Objective:
Give every reporter citation, in volume-reporter-page form, that appears in the court opinion excerpt about Sun Oil Company below.

Petitioner Sun Oil Company seeks reversal of a decision of the Supreme Court of Kansas that it is liable for interest on certain previously suspended gas royalties. Wortman v. Sun Oil Co., 241 Kan. 226, 755 P.2d 488 (1987) (Wortman III ). The Kansas Supreme Court rejected petitioner's contentions that (1) the Full Faith and Credit Clause of the Constitution, Art. IV, § 1, and the Due Process Clause of the Fourteenth Amendment prohibited application of Kansas' statute of limitations so as to allow to proceed in Kansas courts a suit barred by the statute of limitations of the State whose substantive law governs the claim, and (2) those same Clauses of the Constitution mandated interpretations of other States' substantive laws concerning interest that were different from those arrived at by the Kansas courts. We granted certiorari. 484 U.S. 912, 108 S.Ct. 256, 98 L.Ed.2d 214 (1987).

Provided data:
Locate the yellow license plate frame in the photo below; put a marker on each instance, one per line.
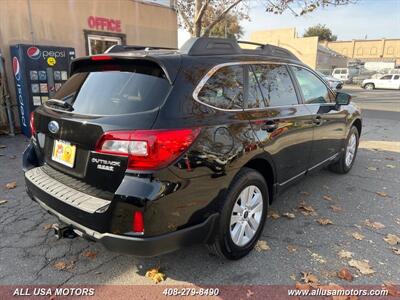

Answer to this exercise:
241 Kan. 226
755 P.2d 488
484 U.S. 912
108 S.Ct. 256
98 L.Ed.2d 214